> CONSIGNE
Retranscrivez tel quel le passage du texte fourni qui va de « La maladie cœliaque est » à « de ses manifestations. », ces deux extrémités comprises.

> TEXTE FOURNI
++++++

La maladie cœliaque est encore sous-diagnostiquée
La journée mondiale de la maladie cœliaque (MC) qui a lieu le 16 mai de chaque année, est l’occasion idéale pour faire le point sur cette maladie et mettre en avant le quotidien difficile des patients. La MC est une maladie auto-immune due à une intolérance au gluten et aux protéines apparentées contenues dans le blé, le seigle, l’orge et l’épeautre. Elle est caractérisée par une atrophie des villosités intestinales causée par le contact au gluten chez des personnes prédisposées génétiquement. C’est une maladie difficile à diagnostiquer à cause de la diversité de ses manifestations.

++++++

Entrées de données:
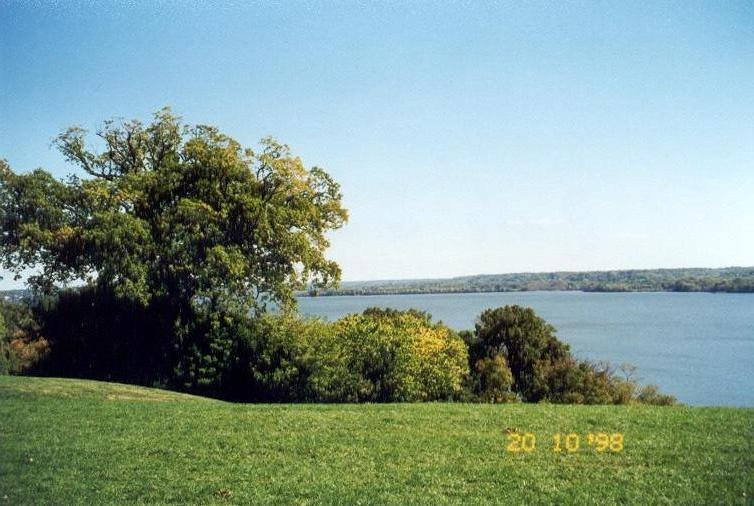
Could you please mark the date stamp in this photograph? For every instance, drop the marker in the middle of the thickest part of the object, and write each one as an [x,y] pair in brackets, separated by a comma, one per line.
[572,442]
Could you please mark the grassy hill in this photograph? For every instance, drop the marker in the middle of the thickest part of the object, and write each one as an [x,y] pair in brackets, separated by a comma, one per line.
[71,441]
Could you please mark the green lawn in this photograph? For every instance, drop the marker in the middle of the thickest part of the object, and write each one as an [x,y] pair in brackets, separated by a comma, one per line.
[71,441]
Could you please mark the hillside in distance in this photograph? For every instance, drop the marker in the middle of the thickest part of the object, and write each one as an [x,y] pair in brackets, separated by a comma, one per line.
[727,279]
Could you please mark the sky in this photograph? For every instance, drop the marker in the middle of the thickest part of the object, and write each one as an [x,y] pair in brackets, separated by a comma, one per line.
[468,137]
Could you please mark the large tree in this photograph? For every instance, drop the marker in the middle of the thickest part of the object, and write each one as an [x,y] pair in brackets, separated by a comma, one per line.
[176,214]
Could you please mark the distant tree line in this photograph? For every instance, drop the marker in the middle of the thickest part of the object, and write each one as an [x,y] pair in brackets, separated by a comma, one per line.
[180,240]
[380,355]
[728,280]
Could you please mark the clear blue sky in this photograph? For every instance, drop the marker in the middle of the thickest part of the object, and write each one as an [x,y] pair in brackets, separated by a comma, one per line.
[468,137]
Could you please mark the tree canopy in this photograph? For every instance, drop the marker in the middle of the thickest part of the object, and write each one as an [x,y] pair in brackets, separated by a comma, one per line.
[172,211]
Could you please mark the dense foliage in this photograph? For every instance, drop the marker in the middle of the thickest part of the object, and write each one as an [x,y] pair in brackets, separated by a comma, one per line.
[514,353]
[180,225]
[181,238]
[729,279]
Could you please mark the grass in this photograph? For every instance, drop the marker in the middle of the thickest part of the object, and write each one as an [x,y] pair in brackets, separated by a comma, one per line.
[82,442]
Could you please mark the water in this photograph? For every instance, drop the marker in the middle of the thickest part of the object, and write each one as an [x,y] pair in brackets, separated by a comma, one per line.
[696,346]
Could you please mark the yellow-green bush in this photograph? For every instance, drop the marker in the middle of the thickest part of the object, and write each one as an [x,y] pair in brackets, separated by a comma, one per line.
[388,356]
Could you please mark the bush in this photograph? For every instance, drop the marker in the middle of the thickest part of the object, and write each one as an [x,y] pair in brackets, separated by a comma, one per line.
[527,342]
[389,356]
[542,367]
[494,380]
[650,394]
[279,356]
[96,334]
[21,346]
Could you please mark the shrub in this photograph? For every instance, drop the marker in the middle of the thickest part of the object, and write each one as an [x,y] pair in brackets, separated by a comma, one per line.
[388,356]
[650,394]
[527,342]
[542,367]
[494,380]
[279,356]
[21,346]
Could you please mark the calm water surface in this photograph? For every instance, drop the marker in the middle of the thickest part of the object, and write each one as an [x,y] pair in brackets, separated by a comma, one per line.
[696,346]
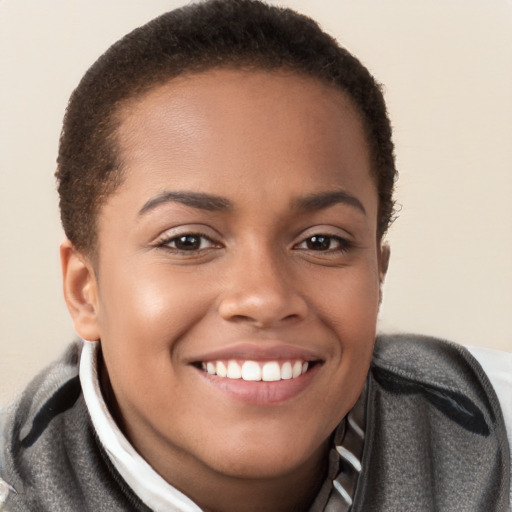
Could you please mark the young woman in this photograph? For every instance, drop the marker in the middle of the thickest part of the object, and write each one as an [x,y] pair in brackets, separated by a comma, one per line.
[225,177]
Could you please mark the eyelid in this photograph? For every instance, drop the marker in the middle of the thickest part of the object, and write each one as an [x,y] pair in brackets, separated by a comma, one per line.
[193,230]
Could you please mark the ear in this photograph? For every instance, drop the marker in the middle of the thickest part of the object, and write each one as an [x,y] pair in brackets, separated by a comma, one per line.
[80,291]
[384,255]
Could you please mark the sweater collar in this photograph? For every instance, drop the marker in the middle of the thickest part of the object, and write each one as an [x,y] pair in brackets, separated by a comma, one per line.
[337,491]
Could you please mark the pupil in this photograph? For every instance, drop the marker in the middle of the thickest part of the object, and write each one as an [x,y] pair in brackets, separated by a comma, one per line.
[188,242]
[319,243]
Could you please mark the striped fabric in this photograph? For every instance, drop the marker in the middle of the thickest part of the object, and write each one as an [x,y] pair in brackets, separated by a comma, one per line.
[335,496]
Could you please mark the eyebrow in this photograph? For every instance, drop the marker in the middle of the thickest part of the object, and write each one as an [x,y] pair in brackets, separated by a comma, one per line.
[199,200]
[322,200]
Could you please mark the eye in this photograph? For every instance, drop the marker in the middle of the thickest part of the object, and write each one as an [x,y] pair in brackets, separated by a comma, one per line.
[187,242]
[325,243]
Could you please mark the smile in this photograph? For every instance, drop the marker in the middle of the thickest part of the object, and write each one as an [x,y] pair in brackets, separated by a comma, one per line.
[267,371]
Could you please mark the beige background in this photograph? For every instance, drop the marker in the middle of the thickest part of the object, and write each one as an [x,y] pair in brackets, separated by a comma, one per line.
[447,68]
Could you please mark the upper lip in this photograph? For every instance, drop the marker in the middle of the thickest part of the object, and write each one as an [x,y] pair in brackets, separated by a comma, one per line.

++++++

> RÉPONSE ATTENDUE
La maladie cœliaque est encore sous-diagnostiquée
La journée mondiale de la maladie cœliaque (MC) qui a lieu le 16 mai de chaque année, est l’occasion idéale pour faire le point sur cette maladie et mettre en avant le quotidien difficile des patients. La MC est une maladie auto-immune due à une intolérance au gluten et aux protéines apparentées contenues dans le blé, le seigle, l’orge et l’épeautre. Elle est caractérisée par une atrophie des villosités intestinales causée par le contact au gluten chez des personnes prédisposées génétiquement. C’est une maladie difficile à diagnostiquer à cause de la diversité de ses manifestations.